Page extract —
-----
The Committee shall have full and final authority, which shall be exercised in its sole discretion, to determine conclusively whether a Change Of Control has occurred pursuant to the above definition, the date of the occurrence of such Change Of Control and any incidental matters relating thereto; provided that any exercise of authority in conjunction with a determination of whether a Change Of Control is a “change in control event” as defined in Treasury Regulation Section 1.409A-3(i)(5) shall be consistent with such regulation.
9.2 Limited Acceleration Upon Change Of Control. For the avoidance of doubt, the Committee may not accelerate the vesting and exercisability (as applicable) of any outstanding Awards, in whole or in part, solely upon the occurrence of a Change Of Control except as provided in this Section 9.2. In the event of termination of employment at or following a Change Of Control, acceleration of vesting and exercisability of any outstanding Awards, if any, shall occur subject to Section 6.4(b).
In the event of a Change of Control after the date of the adoption of the Plan, then:
(a) to the extent an outstanding Award subject solely to time-based vesting is not assumed or replaced by a comparable Award referencing shares of the capital stock of the successor corporation or its “parent corporation” (as defined in Section 424(e) of the Code) or “subsidiary corporation” (as defined in Section 424(f) of the Code) which is publicly traded on a national stock exchange or quotation system, as determined by the Committee in its sole discretion, with appropriate adjustments as to the number and kinds of shares and the exercise prices, if applicable, then any outstanding Award subject solely to time-based vesting then held by Participants that is unexercisable, unvested or still subject to restrictions or forfeiture shall, in each case as specified by the Committee in the applicable Award Agreement or otherwise, be deemed exercisable or otherwise vested, as the case may be, as of immediately prior to such Change of Control;
(b) all Awards that vest subject to the achievement of any performance goal, target performance level, or similar performance-related requirement shall, in each case as specified by the Committee in the applicable Award Agreement or otherwise, either (A) be canceled and terminated without any payment or consideration therefor; or (B) automatically vest based on: (1) actual achievement of any applicable Performance Goals through the date of the Change Of Control, as determined by the Committee in its sole discretion; or (2) achievement of target performance levels (or the greater of actual achievement of any applicable Performance Goals through the date of the Change of Control, as determined by the Committee in its sole discretion, and target performance levels); provided that in the case of vesting based on target performance levels such Awards shall also be prorated based on the portion of the Performance Period elapsed prior to the Change Of Control; and, in the case of this clause (B), shall be paid at the earliest time permitted under the terms of the applicable agreement, plan or arrangement that will not trigger a tax or penalty under Section 409A of the Code, as determined by the Committee.
Each outstanding Award that is assumed in connection with a Change Of Control, or is otherwise to continue in effect subsequent to the Change Of Control, will be appropriately adjusted, immediately after the Change Of Control, as to the number and class of securities and other relevant terms in accordance with Section 8.
-----
Object position labeling listing:
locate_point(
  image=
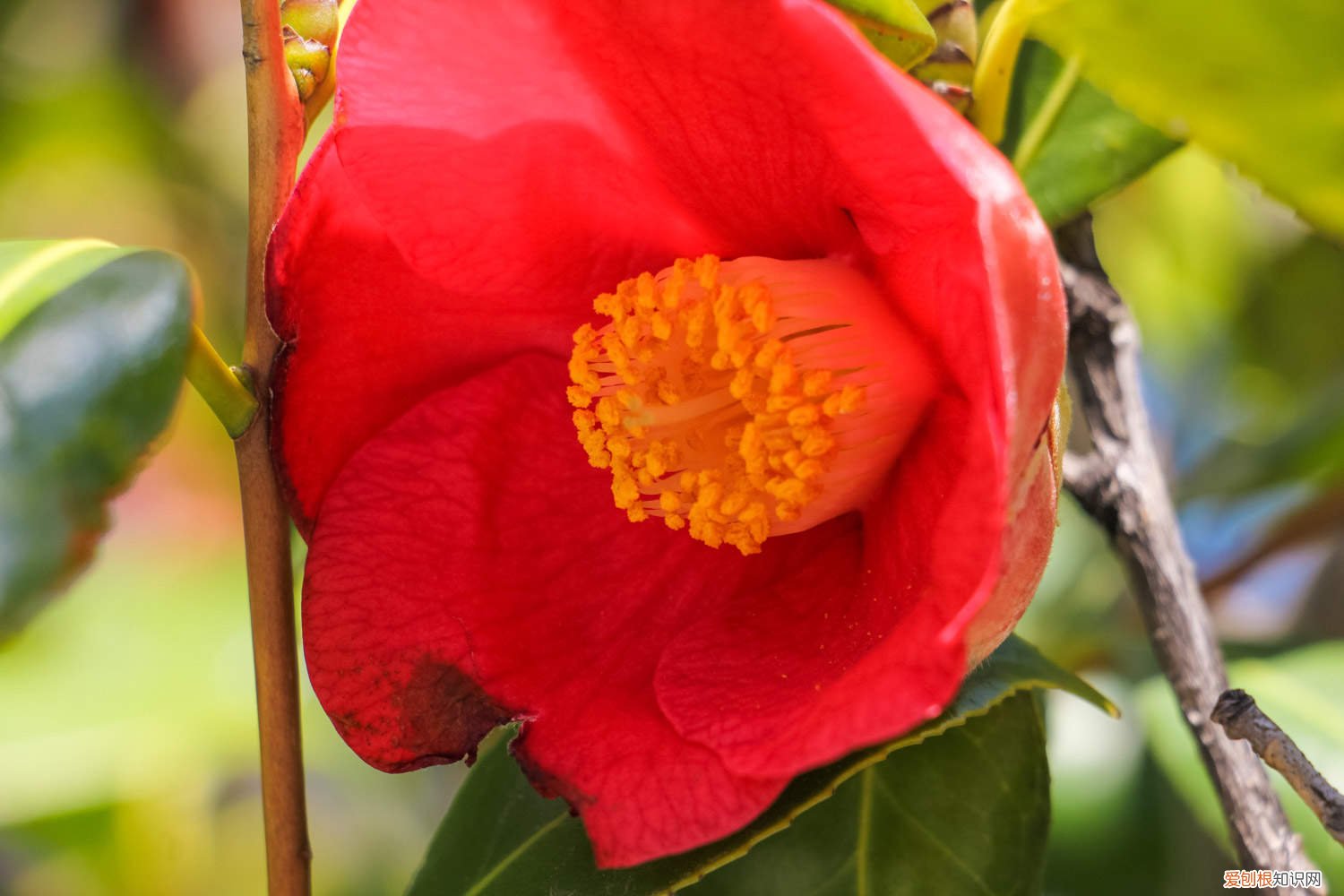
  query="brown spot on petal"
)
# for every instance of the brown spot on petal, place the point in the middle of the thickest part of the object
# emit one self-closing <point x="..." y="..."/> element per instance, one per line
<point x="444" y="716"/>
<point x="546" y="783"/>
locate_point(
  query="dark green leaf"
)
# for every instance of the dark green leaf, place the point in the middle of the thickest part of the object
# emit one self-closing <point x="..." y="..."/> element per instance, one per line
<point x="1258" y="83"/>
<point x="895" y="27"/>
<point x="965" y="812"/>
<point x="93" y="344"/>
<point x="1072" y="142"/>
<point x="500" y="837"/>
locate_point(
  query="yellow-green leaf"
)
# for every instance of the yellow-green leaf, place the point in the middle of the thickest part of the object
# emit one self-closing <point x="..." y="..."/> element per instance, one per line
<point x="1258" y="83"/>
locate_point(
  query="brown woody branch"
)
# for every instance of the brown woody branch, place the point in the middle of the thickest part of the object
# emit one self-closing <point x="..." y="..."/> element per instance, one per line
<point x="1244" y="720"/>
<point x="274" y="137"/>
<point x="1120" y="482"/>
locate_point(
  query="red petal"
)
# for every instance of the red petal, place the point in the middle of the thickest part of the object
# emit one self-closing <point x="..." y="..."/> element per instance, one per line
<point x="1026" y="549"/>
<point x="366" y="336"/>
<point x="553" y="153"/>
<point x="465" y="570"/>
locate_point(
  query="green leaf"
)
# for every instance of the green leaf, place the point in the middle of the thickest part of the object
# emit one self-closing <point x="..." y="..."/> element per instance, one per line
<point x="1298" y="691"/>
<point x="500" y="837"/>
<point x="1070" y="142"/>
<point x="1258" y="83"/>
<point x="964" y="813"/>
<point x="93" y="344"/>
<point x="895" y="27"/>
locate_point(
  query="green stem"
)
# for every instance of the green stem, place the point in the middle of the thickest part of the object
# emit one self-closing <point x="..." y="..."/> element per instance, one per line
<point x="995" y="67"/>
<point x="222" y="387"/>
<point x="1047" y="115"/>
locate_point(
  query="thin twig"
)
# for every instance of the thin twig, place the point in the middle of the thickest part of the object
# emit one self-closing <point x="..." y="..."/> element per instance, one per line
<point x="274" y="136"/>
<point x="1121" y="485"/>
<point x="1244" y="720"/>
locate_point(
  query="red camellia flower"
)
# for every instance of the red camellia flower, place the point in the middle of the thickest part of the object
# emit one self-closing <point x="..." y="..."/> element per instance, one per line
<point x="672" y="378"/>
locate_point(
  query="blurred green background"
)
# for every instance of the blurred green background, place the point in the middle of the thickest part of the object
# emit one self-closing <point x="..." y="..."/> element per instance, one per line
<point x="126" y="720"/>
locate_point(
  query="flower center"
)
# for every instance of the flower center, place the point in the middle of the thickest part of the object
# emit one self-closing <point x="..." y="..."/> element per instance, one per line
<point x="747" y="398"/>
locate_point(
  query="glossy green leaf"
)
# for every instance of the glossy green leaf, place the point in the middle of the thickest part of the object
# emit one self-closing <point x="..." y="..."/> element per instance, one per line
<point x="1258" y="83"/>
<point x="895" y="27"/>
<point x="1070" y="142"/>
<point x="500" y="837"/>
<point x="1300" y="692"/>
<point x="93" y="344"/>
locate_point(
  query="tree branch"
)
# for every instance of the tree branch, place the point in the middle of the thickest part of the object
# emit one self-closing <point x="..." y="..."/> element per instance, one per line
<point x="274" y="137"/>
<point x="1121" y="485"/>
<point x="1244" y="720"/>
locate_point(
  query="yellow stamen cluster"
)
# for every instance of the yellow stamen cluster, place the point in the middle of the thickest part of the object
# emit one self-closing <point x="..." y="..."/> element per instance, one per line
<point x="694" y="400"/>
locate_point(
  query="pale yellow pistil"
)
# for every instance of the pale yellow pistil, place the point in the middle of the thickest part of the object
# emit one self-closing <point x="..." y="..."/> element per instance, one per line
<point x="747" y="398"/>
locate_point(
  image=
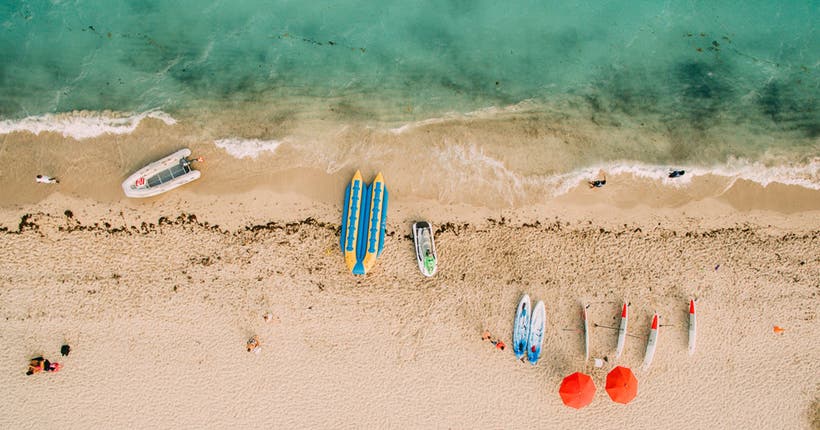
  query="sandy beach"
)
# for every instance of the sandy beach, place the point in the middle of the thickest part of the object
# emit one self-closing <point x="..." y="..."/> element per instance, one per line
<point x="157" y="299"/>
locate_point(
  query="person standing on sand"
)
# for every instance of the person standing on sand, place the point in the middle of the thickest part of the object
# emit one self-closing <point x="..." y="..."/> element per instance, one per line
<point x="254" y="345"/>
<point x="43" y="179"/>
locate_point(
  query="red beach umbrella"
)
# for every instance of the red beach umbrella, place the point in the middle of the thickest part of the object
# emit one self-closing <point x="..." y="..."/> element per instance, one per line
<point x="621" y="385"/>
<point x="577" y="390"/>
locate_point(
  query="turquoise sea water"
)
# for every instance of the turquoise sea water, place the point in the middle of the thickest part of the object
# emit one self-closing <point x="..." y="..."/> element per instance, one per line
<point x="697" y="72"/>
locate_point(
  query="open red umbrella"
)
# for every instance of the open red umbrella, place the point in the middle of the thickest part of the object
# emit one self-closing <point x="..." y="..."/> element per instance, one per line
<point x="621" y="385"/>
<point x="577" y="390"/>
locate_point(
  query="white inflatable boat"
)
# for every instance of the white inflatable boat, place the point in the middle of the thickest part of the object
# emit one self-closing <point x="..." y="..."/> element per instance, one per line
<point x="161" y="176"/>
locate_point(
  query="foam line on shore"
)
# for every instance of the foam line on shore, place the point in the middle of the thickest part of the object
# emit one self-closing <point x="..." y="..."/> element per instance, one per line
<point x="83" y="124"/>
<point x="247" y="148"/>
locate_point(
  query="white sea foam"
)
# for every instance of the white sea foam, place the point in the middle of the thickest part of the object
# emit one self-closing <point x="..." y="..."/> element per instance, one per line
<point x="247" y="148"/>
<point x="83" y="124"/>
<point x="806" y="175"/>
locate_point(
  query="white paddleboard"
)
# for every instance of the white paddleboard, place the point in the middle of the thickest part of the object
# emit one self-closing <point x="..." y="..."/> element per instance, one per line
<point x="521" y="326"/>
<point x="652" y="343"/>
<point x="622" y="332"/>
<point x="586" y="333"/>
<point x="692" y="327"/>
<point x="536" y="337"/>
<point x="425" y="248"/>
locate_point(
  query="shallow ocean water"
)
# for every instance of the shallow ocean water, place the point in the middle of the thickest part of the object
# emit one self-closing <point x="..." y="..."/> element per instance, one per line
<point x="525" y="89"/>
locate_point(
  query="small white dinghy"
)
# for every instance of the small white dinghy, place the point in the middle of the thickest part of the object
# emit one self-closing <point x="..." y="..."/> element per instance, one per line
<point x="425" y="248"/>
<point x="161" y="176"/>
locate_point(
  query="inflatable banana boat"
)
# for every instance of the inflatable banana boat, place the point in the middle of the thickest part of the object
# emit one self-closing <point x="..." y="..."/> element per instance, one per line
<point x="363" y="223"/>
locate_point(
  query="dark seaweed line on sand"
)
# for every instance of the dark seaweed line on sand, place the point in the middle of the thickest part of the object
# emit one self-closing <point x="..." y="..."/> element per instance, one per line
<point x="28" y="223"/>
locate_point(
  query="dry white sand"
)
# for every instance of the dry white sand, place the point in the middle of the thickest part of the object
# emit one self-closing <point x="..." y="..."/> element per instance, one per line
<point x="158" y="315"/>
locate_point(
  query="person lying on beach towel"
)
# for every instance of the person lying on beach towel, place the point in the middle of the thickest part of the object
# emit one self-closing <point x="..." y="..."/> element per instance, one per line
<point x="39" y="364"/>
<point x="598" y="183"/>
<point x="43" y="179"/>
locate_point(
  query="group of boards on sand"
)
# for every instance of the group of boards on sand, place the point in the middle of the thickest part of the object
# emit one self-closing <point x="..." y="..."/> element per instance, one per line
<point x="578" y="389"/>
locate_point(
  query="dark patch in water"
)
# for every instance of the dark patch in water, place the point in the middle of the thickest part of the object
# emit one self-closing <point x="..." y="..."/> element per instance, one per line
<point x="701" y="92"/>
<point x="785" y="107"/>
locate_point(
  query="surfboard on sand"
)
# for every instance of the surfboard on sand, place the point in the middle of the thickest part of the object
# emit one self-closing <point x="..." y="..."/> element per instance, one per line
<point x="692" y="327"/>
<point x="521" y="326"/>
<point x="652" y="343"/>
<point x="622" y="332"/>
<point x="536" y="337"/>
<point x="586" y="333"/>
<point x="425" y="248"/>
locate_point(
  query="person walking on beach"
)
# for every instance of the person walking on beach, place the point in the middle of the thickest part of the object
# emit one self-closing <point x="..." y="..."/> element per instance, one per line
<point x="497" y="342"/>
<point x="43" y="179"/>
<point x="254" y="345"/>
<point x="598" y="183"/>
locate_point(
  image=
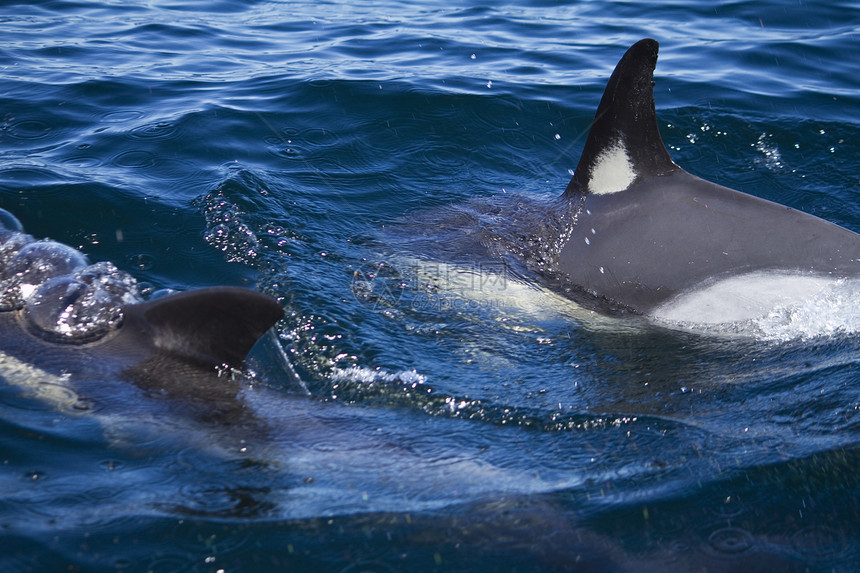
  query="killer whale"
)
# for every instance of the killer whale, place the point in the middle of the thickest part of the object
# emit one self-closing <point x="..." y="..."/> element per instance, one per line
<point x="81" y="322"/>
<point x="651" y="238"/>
-----
Stated exercise 1 — In the change of control provisions above, which section governs acceleration of vesting and exercisability when employment terminates at or following a Change Of Control?
Stated exercise 2 — List every section of the Code cited in the change of control provisions above.

Task output 1 — Section 6.4(b).

Task output 2 — Section 424(e), Section 424(f), Section 409A